(Required task 1):
Please lay out everything in the listing from the line containing "Bet you can't find white dress" down to the line containing "[29,372,323,736]" as a two-column CSV with columns named wording and answer. Give one row for each line of wording and its answer, put each field in quotation marks, and replace any line breaks with spaces.

(Source):
<<<<

French Riviera

French Riviera

© Shutterstock

French Riviera

French Riviera

© Shutterstock

The Côte d’Azur, that stretch of the French Riviera from Cassis in the west to Menton in the east, already was a destination in the 18th century. Aristocrats wintered here to escape the cold of their homelands. From the mid-19th century onwards, trains linked this part of southern France to Paris, but it was the Blue Train, Le Train Bleu, which clinched the Riviera’s reputation as the playground of the wealthy. Connecting with the British cross Channel ferry, it ran from Calais all the way south. Railway posters advertising destinations like Juan les Pins, Antibes, Nice and Monte-Carlo are vivid mementoes of that time.

Passengers travelled overnight in a luxurious trifecta of food, drink and comfort: boarding the luxurious train in the afternoon: with Champagne flowing, they would dine and sleep on board – and wake to southern sunshine and a dramatic view of the Massif de l’Esterel. The rich, the powerful, the international jet-set flocked south. And who can blame them: far-reaching coastlines with secluded beaches and coves, pine forests and citrus groves. That same lure still draws visitors, but food and flavour will be as memorable as sunshine and scenery.

Nestled on the edge of Marina Baie des Anges, facing the boat masts and a towering residential complex, La Flibuste-Martin’s is the first Michelin-starred restaurant in Villeneuve-Loubet. Chef Eugénie Béziat connects diners to the fruits of land and sea with classic French cooking. On the menu? A selection of dishes representing fire, earth, air and water: saddle of local lamb, Giol oysters from Tamaris Bay, sweetbreads with Provençal celery and lavender from Gréolières. Go with the six-course menu and finish with the sumptuous desserts.

The Riviera’s beautiful light has always drawn artists. Matisse, Chagall, Picasso and Renoir all spent time here and the tradition continues: The Colombe d’Or, a hotel and restaurant in the hilltop town of Saint-Paul de Vence, has welcomed some of the most important artists of the 20th century.

>>>>

(Region labeling listing):
<<<<

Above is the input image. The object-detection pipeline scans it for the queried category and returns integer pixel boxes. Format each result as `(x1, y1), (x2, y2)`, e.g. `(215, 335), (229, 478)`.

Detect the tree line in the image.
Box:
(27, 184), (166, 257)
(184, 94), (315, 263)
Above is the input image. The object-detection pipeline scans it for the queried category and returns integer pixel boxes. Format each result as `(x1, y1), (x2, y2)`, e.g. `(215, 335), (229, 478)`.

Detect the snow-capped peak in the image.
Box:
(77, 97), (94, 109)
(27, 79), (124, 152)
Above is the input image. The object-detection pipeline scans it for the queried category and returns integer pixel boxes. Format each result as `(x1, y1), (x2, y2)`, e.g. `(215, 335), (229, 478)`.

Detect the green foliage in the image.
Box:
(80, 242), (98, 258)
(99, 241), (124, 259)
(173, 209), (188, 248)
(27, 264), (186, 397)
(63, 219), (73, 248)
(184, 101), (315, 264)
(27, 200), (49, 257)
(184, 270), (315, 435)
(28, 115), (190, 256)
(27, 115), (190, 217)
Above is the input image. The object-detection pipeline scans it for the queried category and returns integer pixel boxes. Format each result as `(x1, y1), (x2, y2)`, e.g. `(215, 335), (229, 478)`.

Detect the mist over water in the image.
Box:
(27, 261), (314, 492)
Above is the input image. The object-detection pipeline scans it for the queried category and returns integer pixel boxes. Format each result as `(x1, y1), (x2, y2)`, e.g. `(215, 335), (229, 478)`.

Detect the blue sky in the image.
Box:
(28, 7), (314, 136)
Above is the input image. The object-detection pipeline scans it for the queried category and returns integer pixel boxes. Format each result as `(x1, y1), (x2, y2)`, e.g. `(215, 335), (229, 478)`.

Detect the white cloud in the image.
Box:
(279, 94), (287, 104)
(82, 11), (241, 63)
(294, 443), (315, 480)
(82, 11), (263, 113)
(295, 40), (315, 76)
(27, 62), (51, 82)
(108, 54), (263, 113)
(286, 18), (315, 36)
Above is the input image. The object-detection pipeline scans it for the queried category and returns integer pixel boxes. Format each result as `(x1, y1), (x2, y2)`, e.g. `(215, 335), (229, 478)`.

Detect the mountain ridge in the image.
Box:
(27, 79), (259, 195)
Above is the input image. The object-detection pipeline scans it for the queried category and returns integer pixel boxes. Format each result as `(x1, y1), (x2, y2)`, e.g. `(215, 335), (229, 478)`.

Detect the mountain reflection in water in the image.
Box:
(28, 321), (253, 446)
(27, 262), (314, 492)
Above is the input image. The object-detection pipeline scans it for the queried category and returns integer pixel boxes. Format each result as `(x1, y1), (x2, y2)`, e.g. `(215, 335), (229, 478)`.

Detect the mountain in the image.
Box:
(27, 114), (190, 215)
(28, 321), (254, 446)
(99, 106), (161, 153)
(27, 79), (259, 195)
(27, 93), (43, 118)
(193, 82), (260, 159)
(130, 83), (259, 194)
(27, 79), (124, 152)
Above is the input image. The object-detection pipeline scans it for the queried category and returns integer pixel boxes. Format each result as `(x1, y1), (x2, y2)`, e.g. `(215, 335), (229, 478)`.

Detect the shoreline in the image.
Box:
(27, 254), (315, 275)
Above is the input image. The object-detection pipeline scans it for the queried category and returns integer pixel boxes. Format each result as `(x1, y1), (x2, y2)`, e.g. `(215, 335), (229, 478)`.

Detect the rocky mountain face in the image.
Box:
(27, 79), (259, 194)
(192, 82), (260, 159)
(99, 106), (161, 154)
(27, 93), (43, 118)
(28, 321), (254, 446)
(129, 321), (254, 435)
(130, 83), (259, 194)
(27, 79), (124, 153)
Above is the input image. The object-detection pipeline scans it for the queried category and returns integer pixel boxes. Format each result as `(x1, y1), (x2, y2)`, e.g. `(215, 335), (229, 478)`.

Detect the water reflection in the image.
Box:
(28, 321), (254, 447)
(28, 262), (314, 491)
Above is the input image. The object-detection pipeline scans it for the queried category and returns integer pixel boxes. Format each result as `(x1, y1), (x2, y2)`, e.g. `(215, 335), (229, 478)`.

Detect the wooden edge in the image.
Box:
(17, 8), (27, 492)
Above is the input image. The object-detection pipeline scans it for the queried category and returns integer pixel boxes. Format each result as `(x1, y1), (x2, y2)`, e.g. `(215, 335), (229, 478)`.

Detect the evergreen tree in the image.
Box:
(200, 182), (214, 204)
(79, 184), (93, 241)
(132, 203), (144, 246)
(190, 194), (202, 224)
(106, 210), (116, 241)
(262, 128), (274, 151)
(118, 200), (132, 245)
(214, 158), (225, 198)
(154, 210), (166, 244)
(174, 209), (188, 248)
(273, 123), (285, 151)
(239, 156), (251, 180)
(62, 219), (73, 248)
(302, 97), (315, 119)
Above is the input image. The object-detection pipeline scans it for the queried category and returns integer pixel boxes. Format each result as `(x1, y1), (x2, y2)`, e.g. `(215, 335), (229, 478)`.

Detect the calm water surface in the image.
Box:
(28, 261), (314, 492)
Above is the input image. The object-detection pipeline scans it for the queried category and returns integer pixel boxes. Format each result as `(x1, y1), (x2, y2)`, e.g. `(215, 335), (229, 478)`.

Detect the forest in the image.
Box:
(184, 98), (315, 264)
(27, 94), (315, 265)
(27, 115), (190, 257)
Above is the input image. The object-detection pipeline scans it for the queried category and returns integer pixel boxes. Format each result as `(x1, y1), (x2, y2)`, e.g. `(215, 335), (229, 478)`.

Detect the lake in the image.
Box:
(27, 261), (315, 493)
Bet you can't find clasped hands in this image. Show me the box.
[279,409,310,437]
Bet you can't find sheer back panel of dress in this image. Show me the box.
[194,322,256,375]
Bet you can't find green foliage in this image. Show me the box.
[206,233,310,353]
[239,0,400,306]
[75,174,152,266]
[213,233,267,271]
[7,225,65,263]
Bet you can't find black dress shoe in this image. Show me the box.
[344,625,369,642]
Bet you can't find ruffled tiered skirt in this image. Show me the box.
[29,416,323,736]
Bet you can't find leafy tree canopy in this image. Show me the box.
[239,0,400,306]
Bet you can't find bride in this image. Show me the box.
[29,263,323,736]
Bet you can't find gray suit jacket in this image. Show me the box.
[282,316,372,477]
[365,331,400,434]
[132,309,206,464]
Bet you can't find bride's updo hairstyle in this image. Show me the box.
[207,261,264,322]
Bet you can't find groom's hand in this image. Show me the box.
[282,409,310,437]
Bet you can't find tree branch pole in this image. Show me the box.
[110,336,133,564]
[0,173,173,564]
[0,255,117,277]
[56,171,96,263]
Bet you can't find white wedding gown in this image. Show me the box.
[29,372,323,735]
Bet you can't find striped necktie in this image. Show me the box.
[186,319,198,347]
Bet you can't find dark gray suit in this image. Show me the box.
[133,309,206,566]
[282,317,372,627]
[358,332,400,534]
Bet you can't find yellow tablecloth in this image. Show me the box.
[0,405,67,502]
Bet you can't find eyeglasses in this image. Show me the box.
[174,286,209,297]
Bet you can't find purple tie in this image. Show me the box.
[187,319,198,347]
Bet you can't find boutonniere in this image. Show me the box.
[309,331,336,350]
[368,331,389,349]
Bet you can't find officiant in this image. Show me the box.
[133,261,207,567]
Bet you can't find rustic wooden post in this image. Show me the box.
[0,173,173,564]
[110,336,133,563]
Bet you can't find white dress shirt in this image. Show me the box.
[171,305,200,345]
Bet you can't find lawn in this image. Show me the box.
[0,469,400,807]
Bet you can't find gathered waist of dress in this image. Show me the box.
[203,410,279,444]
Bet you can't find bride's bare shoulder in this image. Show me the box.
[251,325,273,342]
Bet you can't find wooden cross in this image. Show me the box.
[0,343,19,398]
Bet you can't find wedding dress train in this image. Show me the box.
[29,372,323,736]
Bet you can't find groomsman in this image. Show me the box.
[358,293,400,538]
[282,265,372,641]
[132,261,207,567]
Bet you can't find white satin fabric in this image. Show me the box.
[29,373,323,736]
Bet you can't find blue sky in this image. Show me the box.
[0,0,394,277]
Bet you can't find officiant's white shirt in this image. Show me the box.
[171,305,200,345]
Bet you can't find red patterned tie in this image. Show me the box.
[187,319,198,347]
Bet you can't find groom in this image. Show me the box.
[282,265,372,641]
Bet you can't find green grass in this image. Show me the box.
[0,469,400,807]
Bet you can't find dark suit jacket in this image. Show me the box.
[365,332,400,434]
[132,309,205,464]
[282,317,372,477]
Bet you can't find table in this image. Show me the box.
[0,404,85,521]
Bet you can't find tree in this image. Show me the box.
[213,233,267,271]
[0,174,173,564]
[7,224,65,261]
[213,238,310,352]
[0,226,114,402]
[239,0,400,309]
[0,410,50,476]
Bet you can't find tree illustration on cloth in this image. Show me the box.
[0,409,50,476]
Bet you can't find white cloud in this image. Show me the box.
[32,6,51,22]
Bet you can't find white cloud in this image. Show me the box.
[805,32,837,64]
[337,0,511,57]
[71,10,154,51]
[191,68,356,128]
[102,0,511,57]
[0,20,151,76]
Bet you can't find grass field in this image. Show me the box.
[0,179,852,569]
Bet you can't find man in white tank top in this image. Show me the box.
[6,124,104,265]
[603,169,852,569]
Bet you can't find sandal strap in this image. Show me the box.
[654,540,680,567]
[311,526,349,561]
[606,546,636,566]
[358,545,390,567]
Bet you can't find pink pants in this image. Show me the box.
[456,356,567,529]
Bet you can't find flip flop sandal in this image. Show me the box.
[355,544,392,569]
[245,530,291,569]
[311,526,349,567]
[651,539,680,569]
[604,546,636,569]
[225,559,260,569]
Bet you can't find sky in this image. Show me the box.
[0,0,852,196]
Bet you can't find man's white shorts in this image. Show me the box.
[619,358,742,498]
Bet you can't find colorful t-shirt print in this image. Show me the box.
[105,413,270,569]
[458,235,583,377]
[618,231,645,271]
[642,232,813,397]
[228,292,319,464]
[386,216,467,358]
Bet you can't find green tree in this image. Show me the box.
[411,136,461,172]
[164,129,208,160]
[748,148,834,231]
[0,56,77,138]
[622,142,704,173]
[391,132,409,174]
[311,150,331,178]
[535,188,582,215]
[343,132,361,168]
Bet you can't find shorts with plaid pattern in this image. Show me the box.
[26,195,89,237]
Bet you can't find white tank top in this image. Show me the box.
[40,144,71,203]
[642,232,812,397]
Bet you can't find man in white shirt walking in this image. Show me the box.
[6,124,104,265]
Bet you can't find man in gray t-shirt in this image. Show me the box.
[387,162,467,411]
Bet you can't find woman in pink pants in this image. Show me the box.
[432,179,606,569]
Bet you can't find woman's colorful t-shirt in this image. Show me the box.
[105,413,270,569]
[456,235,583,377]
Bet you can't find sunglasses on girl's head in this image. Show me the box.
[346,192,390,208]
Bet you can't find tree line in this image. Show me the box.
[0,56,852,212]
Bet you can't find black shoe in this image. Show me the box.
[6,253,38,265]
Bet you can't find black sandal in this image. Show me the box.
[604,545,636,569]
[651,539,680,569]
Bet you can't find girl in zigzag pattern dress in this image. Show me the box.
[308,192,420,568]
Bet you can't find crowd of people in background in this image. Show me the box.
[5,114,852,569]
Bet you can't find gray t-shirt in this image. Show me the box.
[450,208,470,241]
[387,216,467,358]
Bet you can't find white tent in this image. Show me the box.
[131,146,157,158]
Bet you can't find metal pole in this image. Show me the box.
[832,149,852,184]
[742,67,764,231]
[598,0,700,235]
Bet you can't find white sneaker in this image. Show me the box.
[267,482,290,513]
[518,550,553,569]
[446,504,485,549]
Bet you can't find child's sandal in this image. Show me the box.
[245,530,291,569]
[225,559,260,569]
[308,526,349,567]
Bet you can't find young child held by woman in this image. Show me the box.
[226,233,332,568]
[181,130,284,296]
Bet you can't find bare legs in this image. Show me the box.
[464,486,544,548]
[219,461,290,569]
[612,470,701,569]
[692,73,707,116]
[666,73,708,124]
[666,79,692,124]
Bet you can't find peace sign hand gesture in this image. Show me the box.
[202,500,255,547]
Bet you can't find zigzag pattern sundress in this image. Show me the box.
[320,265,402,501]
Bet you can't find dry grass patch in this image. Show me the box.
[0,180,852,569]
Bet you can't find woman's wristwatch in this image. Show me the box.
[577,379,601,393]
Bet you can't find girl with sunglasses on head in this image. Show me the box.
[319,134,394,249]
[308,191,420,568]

>>>>

(Required task 2):
Name the artists the French Riviera article says spent time on the Riviera.

(Response 1):
wording,answer
"Bet you can't find white dress shirt in this image. Show me the box.","[171,305,200,345]"
"Bet you can't find lawn in this image. Show me the box.","[0,469,400,807]"
"Bet you can't find gathered waist of dress in this image. Show me the box.","[203,410,279,444]"
"Bet you can't find bride's bare shoulder in this image. Show me the box.","[251,325,273,342]"
"Bet you can't find wooden cross in this image. Show me the box.","[0,343,19,398]"
"Bet you can't find wedding dress train in this image. Show me the box.","[29,372,323,736]"

(Response 2):
Matisse, Chagall, Picasso, Renoir